** Exercise passage **
□ □ □ □ □ □ □
Sarah Kliff is an American journalist and health policy reporter, recognized for her investigative work on the U.S. healthcare system. She is currently an investigative reporter at The New York Times, focusing on health policy and economics.

==Career==
Kliff began her journalism career at Newsweek and later joined Politico, where she covered the implementation of the Affordable Care Act (ACA). She then moved to The Washington Post as a health policy reporter and was a founding writer of Wonkblog, a policy blog aimed at making complex policy topics accessible.

In 2014, Kliff became a senior policy correspondent at Vox, where she launched the "Emergency Room Billing" project. This initiative involved collecting and analyzing over 1,000 emergency room bills submitted by readers to expose hidden and predatory billing practices in the U.S. healthcare system. The project led to significant policy changes and the reversal of over $100,000 in medical debt.
□ □ □ □ □ □ □
** Data block **
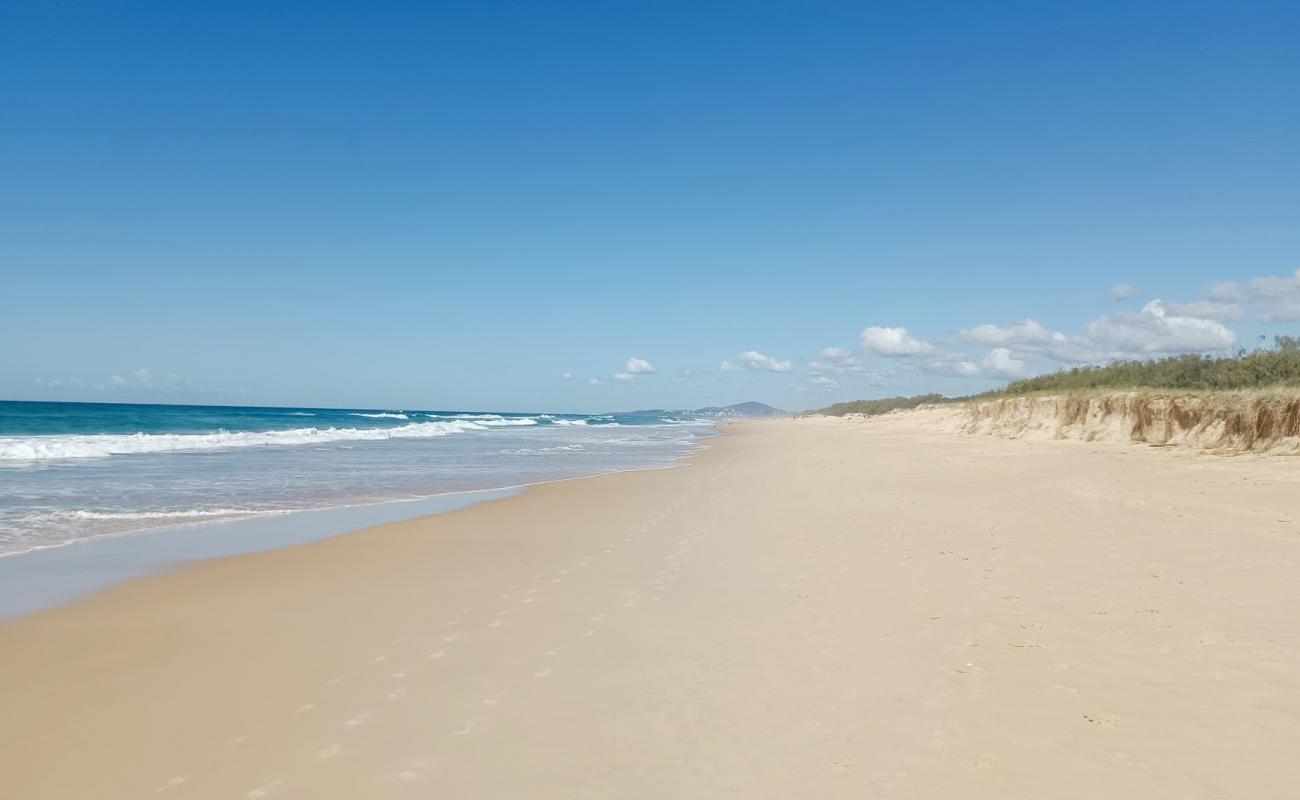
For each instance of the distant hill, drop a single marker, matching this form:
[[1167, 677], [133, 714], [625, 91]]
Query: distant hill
□ □ □ □ □ □ □
** Task item A **
Answer these about the Sarah Kliff text:
(i) At which publication did Kliff begin her journalism career?
(ii) What was the name of the policy blog for which she was a founding writer?
(iii) How many emergency room bills did the Vox project collect and analyze?
** Task item B **
Carry on the text about Sarah Kliff, picking up after its final sentence.

** Task response A **
(i) Newsweek
(ii) Wonkblog
(iii) Over 1,000

** Task response B **
In 2019, Kliff joined The New York Times to continue her investigative reporting on healthcare costs, surprise medical billing, and federal health policy, including the COVID-19 pandemic response.

==Recognition==
Kliff was a finalist for the 2020 Pulitzer Prize for Investigative Reporting for her work on emergency room billing practices. She has also received awards from the Association of Health Care Journalists and the National Institute for Health Care Management.

==Education==
Kliff earned her bachelor's degree from Washington University in St. Louis.

==Personal life==
She resides in Washington, D.C., with her husband, son, daughter and their dog named Goose.